Assignment -
Please read the Reuters report below on Egypt's effort against polio. How many children did the last round of the national immunization campaign vaccinate?

Selected extract -
ABDALLA F. HASSAN | Reuters | February 22,  2001

CAIRO, Feb 22 (Reuters) – Egypt’s 17-year-old struggle to eradicate polio may soon be crowned with success, with not a single case of the crippling virus reported so far this year.

 

“We are now at the end of a polio era,” Tarek Abdel-Rahman, a doctor and project officer for the U.N. Children's Fund (UNICEF) dealing with immunisation, told Reuters this week.

 

“The quality of the campaigns has increased dramatically from 1998 onward,” said Faten Kamel, medical officer for polio eradication at the U.N. World Heath Organisation (WHO).

 

The World Summit for Children, held in New York in 1990, set the goal of global polio elimination, but Kamel said there were still 20 countries considered “reservoirs” for polio.

 

Until recently, Egypt was listed among them, but reported cases have dwindled to three last year from nine in 1999 and 626 in 1991. No case has come to light this year.

 

“We need three years from the last case reported to declare the eradication of polio in Egypt,” Abdel-Rahman said.

 

The Health and Population Ministry has waged a multi-layered war on polio with the help of the U.S. Agency for International Development (USAID), WHO, UNICEF and the Rotary Club.

 

National immunisation vaccinates all children under four against polio. The last round of the campaign vaccinated 7.2 million youngsters nation-wide, said Abdel-Rahman.

 

Wild virus transmission is mainly confined to the south. Local immunisation campaigns are triggered when health officials suspect its presence.

 

The poliomyelitis virus invades the central nervous system, spreads along nerve fibres and destroys nerve cells, paralysing muscles in a condition known as acute flaccid paralysis.

 

Doctors must immediately report cases of flaccid paralysis to the Health Ministry, which will then vaccinate anywhere from 10,000 to one million children around the suspected case.

 

Abdel-Rahman said routine immunisation coverage now exceeded 95 percent in Egypt.

 

Keeping the vaccine at the proper temperature is often a problem when electricity outages are common, said Nagwa Farag, a UNICEF communication officer.

 

Oral polio vaccine loses its potency at high temperatures, and must be kept below eight degrees centigrade from when it leaves the manufacturer until it reaches Egypt’s 4,000 rural health clinics – and the mouths of young children.

Dataset records -
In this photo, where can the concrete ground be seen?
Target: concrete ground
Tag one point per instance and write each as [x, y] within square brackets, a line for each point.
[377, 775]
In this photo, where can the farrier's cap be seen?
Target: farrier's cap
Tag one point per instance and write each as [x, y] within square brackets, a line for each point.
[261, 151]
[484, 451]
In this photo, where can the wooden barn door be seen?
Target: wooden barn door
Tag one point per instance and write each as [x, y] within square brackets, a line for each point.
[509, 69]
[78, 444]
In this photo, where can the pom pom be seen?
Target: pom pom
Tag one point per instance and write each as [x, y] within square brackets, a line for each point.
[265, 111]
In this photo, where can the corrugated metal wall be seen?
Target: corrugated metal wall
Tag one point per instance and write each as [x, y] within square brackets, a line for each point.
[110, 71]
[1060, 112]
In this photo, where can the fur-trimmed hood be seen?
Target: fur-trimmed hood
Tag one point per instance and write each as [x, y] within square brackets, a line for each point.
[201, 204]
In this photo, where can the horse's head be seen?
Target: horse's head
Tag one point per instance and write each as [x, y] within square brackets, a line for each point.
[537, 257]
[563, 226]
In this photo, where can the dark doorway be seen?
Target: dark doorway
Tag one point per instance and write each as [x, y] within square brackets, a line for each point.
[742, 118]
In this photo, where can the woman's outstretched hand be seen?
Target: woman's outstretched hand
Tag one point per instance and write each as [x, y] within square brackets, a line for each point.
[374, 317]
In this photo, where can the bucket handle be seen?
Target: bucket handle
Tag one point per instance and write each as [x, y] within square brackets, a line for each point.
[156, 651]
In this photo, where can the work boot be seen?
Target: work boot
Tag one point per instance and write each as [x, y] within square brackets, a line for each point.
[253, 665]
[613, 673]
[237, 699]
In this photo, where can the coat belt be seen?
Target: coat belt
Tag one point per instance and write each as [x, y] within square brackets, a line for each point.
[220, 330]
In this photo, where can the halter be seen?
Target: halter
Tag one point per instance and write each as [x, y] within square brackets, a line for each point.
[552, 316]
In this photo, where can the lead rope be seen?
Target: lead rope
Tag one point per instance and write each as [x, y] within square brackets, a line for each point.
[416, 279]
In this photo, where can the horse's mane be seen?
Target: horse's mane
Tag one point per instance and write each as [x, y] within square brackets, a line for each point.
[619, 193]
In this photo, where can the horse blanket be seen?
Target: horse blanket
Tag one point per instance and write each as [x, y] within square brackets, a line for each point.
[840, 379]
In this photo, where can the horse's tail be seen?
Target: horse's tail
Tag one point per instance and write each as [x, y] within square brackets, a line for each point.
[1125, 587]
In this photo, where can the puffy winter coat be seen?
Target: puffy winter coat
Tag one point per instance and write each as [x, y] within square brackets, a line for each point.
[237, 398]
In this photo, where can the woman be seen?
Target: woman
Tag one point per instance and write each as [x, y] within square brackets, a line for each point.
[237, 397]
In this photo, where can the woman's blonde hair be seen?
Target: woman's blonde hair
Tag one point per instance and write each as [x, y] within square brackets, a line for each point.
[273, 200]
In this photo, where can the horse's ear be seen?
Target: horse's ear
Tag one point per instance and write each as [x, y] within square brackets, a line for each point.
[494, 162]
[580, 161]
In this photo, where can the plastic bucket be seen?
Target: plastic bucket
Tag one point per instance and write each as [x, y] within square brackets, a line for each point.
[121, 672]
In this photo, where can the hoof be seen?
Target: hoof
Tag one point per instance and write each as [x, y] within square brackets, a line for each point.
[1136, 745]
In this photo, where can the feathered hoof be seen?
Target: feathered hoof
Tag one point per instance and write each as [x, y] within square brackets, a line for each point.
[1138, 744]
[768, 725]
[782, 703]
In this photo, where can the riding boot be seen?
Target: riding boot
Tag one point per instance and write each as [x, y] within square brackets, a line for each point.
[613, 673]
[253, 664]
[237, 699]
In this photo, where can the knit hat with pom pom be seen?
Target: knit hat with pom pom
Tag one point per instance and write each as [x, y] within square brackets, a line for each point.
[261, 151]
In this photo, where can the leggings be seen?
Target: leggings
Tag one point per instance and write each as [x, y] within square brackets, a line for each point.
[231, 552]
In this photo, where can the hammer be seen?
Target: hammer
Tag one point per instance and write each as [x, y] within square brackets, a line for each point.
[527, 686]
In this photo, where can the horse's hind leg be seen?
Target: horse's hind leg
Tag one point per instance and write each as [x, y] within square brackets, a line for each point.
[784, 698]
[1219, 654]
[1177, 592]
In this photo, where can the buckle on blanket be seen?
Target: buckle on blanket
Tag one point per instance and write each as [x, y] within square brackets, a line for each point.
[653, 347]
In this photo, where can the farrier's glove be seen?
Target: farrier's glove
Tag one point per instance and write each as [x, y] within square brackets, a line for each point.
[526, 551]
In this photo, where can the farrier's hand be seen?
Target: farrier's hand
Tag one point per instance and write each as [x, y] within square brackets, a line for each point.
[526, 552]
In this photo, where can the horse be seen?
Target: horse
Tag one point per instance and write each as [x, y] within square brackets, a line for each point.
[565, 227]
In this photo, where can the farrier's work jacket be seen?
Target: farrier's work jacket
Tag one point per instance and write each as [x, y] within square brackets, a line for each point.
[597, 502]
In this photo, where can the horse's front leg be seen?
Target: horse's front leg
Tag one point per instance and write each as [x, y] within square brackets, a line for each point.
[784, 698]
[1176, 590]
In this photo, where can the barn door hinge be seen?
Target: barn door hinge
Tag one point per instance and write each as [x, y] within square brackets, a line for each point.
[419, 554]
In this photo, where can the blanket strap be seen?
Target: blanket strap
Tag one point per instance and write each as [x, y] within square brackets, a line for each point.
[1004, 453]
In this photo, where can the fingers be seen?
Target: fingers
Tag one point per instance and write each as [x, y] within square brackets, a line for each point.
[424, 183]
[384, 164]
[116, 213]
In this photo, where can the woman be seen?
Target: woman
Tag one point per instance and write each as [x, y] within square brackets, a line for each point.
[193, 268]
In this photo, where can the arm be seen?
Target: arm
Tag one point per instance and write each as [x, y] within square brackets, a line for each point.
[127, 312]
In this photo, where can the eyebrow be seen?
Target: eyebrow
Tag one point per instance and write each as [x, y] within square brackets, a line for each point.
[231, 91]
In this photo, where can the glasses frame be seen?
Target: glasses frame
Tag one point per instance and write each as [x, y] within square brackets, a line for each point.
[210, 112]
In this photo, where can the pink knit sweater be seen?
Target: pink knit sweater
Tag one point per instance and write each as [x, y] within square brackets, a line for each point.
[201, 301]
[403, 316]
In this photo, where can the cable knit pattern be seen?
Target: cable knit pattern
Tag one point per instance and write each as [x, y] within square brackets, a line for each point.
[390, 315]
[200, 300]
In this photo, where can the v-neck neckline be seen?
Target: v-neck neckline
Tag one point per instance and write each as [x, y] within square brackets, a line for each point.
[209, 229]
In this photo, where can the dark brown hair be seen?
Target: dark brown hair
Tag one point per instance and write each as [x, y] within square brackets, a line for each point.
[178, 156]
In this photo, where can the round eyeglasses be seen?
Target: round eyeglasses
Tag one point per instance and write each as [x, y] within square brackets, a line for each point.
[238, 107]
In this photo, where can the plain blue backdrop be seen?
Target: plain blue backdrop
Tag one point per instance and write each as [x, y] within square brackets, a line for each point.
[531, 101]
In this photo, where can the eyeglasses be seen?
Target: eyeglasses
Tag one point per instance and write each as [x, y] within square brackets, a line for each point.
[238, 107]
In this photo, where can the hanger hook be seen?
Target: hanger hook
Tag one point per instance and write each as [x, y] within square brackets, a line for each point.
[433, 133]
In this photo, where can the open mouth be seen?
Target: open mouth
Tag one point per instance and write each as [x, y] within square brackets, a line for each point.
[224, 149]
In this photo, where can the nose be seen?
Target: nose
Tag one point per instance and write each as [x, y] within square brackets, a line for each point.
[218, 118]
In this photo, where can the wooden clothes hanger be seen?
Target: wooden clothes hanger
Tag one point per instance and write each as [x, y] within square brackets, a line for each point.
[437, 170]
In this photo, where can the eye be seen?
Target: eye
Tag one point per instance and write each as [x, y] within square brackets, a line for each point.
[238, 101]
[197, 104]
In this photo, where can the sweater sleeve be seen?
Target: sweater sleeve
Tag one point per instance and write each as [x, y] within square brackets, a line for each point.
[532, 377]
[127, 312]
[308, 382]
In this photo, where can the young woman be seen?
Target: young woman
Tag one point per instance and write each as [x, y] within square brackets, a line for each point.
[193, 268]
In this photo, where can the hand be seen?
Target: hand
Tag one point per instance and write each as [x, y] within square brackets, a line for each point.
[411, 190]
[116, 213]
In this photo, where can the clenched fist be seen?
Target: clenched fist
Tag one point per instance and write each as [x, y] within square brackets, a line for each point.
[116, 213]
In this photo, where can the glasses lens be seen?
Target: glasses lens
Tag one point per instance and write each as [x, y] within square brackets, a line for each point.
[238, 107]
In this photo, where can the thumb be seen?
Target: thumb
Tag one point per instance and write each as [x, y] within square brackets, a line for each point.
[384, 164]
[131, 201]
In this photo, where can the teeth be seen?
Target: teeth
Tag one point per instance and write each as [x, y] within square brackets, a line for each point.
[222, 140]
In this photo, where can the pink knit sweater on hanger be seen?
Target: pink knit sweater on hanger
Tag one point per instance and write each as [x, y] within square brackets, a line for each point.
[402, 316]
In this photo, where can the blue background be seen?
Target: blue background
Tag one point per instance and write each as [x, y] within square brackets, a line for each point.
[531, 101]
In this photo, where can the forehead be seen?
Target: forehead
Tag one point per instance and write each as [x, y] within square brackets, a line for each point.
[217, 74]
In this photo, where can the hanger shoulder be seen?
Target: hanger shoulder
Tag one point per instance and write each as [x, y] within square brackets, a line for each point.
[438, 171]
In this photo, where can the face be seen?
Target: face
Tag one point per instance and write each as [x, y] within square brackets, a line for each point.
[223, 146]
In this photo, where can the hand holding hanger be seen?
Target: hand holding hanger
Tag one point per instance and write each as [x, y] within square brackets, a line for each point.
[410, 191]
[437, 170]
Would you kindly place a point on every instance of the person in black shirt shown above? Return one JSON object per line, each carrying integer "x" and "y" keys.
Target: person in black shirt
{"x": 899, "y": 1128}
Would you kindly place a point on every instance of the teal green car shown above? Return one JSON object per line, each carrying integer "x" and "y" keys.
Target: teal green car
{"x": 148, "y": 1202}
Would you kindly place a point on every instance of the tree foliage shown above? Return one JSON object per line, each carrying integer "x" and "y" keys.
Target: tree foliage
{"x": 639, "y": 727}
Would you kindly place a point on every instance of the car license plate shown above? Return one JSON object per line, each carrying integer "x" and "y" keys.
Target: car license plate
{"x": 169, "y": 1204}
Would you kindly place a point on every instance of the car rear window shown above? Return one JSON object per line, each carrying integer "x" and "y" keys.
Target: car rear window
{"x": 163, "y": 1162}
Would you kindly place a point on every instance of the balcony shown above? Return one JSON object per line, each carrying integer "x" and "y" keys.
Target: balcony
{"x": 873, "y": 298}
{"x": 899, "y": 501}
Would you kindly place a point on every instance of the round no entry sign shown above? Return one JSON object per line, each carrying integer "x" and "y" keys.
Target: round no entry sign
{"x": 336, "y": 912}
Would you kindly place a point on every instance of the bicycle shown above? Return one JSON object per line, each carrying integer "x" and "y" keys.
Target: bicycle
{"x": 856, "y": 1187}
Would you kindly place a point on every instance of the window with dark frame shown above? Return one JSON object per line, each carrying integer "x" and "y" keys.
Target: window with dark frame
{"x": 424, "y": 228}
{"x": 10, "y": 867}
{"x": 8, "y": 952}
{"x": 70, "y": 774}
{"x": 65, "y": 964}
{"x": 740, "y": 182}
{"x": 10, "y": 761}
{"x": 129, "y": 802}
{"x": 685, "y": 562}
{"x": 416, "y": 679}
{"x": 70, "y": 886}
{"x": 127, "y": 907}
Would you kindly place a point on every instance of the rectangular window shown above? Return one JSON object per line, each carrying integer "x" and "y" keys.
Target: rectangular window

Reply to the exercise -
7.2 million youngsters nationwide